(Point localization data)
--- START ---
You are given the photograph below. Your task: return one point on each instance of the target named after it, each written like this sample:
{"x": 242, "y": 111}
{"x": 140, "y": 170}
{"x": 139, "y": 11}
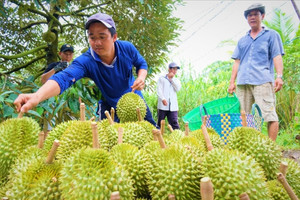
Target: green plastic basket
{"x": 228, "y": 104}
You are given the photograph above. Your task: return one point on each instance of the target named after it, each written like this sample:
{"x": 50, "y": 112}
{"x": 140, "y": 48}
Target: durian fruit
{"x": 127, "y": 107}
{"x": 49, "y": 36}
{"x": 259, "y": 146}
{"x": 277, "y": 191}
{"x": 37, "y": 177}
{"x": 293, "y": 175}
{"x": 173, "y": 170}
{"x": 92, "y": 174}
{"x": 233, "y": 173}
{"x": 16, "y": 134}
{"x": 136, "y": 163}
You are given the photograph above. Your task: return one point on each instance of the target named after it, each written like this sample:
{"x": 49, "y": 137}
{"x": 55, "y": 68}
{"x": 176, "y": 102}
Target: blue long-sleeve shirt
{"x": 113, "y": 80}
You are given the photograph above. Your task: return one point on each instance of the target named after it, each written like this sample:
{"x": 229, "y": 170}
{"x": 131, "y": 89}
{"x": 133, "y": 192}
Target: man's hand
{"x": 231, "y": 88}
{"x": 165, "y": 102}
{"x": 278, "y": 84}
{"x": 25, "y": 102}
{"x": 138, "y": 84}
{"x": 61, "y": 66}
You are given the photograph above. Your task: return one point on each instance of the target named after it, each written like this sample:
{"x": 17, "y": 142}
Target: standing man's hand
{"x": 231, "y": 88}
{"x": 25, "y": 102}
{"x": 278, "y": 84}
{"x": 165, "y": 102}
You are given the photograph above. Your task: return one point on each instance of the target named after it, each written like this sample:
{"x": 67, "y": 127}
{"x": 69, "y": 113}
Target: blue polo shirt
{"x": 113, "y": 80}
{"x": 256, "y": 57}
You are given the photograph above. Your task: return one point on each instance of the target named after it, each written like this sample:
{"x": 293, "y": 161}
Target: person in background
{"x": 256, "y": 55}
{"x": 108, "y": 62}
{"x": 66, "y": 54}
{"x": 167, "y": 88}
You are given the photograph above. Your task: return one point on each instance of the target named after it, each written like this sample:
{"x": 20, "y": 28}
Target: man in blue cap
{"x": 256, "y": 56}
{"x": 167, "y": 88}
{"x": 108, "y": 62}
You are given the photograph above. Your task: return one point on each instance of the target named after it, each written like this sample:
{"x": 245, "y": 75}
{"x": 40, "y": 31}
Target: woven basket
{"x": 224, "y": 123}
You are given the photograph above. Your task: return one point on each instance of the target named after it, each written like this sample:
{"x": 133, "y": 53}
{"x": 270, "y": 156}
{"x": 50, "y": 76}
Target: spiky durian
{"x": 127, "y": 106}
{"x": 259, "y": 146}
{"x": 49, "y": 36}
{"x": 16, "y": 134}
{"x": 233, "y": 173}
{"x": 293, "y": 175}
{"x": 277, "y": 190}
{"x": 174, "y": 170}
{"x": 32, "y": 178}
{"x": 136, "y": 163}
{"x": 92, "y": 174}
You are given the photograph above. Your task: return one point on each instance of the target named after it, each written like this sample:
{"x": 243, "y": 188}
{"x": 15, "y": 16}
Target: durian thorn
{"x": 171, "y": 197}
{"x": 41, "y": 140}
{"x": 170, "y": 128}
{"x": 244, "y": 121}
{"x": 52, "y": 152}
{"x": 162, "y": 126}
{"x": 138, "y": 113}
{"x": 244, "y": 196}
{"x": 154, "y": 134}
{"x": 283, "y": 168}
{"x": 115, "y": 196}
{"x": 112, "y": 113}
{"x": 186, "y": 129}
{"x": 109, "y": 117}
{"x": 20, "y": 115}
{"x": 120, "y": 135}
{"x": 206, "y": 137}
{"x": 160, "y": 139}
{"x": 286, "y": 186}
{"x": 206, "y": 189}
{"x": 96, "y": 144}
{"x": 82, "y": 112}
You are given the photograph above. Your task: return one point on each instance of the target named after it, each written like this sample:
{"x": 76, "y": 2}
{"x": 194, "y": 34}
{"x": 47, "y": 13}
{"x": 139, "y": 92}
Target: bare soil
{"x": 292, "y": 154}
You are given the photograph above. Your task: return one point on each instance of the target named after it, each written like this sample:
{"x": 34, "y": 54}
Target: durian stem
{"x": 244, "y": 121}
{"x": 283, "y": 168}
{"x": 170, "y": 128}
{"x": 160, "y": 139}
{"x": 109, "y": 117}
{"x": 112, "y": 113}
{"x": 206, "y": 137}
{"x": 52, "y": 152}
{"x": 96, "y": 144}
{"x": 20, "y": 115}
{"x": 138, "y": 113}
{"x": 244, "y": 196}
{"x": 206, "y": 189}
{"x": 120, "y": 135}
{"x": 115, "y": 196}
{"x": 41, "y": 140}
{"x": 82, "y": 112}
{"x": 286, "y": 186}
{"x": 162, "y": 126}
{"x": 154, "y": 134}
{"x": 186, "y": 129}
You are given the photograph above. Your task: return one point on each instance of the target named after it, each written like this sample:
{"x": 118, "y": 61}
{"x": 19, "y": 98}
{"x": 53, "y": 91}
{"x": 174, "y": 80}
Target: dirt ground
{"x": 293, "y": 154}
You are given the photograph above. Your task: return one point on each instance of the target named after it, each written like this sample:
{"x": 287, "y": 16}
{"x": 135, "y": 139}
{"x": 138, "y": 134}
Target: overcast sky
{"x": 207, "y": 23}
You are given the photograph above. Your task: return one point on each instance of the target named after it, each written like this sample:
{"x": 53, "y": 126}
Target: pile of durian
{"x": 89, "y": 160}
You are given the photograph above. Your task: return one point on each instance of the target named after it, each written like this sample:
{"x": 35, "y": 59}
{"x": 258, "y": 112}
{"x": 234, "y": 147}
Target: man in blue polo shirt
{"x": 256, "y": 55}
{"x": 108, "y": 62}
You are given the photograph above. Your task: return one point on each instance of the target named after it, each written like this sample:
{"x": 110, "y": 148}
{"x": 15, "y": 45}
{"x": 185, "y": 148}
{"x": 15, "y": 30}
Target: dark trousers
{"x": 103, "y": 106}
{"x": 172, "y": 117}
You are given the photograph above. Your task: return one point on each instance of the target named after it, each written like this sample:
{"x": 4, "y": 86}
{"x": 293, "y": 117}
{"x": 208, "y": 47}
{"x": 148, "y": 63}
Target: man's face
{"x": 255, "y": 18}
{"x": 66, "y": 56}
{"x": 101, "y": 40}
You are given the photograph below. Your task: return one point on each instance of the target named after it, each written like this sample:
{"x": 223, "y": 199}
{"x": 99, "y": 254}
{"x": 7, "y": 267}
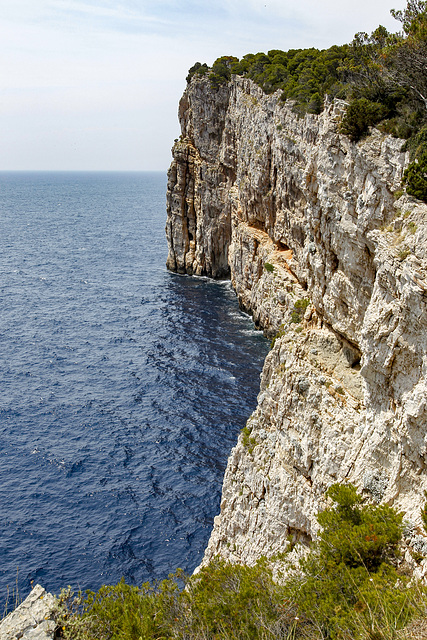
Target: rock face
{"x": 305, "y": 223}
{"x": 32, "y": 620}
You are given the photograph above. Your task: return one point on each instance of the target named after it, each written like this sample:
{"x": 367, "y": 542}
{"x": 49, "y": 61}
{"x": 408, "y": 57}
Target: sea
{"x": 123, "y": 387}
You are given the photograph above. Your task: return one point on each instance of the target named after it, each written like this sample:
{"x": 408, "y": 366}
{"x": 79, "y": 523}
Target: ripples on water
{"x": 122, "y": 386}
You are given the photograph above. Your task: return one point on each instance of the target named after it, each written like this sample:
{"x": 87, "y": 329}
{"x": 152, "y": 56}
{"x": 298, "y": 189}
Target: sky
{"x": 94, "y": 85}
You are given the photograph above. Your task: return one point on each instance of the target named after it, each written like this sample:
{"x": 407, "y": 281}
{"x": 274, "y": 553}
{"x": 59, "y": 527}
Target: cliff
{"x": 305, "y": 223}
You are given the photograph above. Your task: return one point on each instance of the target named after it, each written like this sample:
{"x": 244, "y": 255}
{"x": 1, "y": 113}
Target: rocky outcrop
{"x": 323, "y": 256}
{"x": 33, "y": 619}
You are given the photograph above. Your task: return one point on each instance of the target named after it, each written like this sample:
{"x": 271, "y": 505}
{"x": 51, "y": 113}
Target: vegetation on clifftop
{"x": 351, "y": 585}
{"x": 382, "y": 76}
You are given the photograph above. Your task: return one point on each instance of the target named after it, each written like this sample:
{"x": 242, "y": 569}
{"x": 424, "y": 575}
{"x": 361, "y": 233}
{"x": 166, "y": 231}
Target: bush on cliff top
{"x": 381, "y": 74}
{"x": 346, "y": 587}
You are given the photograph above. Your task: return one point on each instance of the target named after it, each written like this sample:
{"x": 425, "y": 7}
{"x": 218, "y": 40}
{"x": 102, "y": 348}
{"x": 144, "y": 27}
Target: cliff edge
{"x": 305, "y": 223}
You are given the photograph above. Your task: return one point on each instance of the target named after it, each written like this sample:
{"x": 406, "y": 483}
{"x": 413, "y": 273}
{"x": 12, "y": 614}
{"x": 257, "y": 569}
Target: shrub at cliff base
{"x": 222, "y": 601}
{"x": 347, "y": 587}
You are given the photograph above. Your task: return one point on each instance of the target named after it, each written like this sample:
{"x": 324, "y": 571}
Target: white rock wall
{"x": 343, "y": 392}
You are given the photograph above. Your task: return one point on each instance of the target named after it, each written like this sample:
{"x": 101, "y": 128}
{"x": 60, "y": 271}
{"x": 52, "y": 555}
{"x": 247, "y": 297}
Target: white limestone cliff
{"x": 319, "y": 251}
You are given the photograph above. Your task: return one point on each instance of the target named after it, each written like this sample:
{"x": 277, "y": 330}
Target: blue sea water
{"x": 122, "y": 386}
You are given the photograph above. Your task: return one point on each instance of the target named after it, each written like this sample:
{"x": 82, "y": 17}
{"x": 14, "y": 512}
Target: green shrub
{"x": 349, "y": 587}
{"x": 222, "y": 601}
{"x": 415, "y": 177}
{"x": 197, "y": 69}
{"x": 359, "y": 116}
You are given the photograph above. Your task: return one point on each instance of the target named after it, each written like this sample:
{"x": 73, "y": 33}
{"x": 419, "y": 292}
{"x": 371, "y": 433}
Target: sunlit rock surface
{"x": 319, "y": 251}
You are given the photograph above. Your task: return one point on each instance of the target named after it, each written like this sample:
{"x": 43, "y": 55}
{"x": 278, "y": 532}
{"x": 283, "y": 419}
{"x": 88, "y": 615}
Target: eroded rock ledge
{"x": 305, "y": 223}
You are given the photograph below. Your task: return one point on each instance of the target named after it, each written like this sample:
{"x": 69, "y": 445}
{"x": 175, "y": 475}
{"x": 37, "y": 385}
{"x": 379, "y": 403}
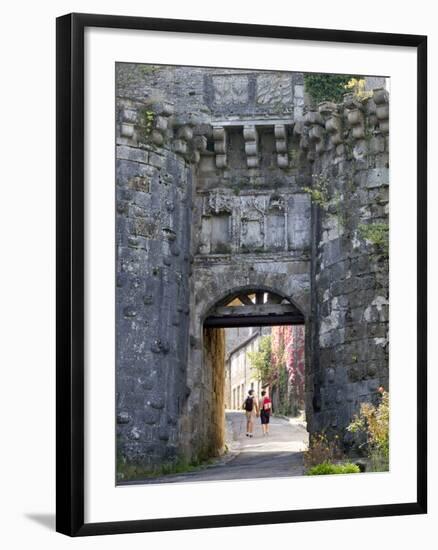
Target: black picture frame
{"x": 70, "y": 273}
--- END ---
Description of the task> In the answer, give only the lines from the one containing "Target: shrub at cliff base" through the end of the records above, each reproduced exactly. Include no pictures.

Your solution>
Target: shrub at cliff base
{"x": 222, "y": 601}
{"x": 347, "y": 587}
You are given the photograph above. Your task: return one point on each instance of the target named after it, each written like this sample:
{"x": 324, "y": 571}
Target: white rock wall
{"x": 343, "y": 392}
You are given the photograph above. Your task: return one point on each instance of the target named after it, each written like this sample:
{"x": 101, "y": 128}
{"x": 60, "y": 271}
{"x": 52, "y": 555}
{"x": 247, "y": 297}
Target: white limestone cliff
{"x": 319, "y": 251}
You are given the photograph above. Your task: return one point on each instance of the target named after it, each written like this sample:
{"x": 277, "y": 330}
Target: blue sea water
{"x": 122, "y": 386}
You are given the photograph above. Your task: return one point on each instance of the target named after it, each written like this sample:
{"x": 82, "y": 17}
{"x": 14, "y": 512}
Target: green shrub
{"x": 349, "y": 587}
{"x": 222, "y": 601}
{"x": 415, "y": 177}
{"x": 197, "y": 69}
{"x": 359, "y": 116}
You are given the photograph above. Your task: return one point on each instance of the target named after it, each written like this sample:
{"x": 73, "y": 33}
{"x": 419, "y": 292}
{"x": 371, "y": 433}
Target: sunlit rock surface
{"x": 319, "y": 251}
You are given the photograph above. Your task: return one point on each instance of the target named after it, each written like this sample:
{"x": 43, "y": 55}
{"x": 278, "y": 532}
{"x": 283, "y": 419}
{"x": 88, "y": 615}
Target: eroded rock ledge
{"x": 305, "y": 223}
You are given the photograph below. Your task: return one point on each instance of the target named after it, each written like this sample:
{"x": 69, "y": 445}
{"x": 175, "y": 475}
{"x": 37, "y": 385}
{"x": 379, "y": 403}
Target: black picture frame
{"x": 70, "y": 273}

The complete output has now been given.